> **Entries excerpted from a collection**:
-=-=-

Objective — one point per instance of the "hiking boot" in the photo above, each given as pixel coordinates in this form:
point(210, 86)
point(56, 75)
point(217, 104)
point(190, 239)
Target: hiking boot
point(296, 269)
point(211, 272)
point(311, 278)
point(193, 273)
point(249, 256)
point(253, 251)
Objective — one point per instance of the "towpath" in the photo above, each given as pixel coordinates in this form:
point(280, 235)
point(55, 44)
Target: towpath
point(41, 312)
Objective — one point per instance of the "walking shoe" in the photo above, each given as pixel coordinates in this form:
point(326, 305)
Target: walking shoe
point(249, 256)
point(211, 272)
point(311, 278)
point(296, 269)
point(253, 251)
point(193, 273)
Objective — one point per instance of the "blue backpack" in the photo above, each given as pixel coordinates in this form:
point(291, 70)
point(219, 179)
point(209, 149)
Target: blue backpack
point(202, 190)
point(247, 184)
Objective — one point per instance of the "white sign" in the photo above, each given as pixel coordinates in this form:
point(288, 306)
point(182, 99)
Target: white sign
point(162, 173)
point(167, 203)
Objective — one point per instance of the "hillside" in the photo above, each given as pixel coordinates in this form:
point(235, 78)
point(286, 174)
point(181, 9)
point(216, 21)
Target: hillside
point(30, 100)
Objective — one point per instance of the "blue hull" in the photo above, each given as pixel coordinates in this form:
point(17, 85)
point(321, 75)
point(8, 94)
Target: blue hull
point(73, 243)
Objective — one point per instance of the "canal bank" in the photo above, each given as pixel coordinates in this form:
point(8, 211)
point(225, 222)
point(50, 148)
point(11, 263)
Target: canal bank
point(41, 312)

-=-=-

> **WHAT THE TASK ASKS**:
Rewrite the entries above, beginning at the first line and stopping after the line that has "point(247, 184)". Put "Goal" wherever "Target" appears and leave everything else unchanged.

> **ANSWER BELOW**:
Objective — one point per instance of the "hiking boot" in the photo above, each given as pixel coordinates in this form:
point(210, 86)
point(56, 75)
point(217, 104)
point(190, 239)
Goal: hiking boot
point(296, 269)
point(211, 272)
point(311, 278)
point(193, 273)
point(249, 256)
point(253, 251)
Objective — one point per instance of the "towpath" in the photo above, each given as pixel coordinates in this form:
point(280, 235)
point(55, 44)
Goal: towpath
point(41, 312)
Objective — one point per instance of the "walking shoe" in the photo above, each given as pixel coordinates in this form:
point(326, 305)
Goal: walking shoe
point(249, 256)
point(211, 272)
point(311, 278)
point(296, 269)
point(253, 251)
point(193, 273)
Objective — one point per instance of the "blue backpack" in the photo above, each given as pixel coordinates in this form:
point(291, 70)
point(219, 179)
point(209, 149)
Goal: blue backpack
point(202, 190)
point(247, 184)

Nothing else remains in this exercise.